## begin Data extract

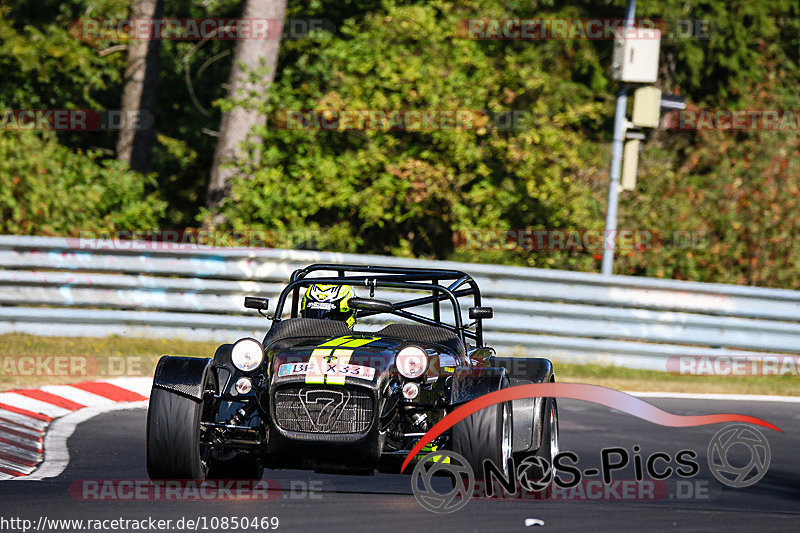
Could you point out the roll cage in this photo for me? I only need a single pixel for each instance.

## end Data extract
## begin Data extract

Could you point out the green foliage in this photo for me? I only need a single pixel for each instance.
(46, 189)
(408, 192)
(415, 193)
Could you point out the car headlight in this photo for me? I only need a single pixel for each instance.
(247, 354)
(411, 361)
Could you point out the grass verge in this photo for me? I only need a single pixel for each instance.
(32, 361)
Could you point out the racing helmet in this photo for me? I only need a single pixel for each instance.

## end Data extract

• Exercise brief:
Lay out the part of the items that opens with the line containing "Could you point out the car" and closes with the line containing "Could you point out the racing" as a numbered list, including both of those lines. Leave out any blank lines.

• Output below:
1. Could you point out the car headlight in this photo for me? I only need a single pixel for each instance.
2. (247, 354)
3. (411, 361)
4. Could you point out the grass verge in this photo for me? I only need a single pixel for each instance.
5. (32, 361)
6. Could you point out the racing helmet in this photo for me? I only need a single pixel for each instance.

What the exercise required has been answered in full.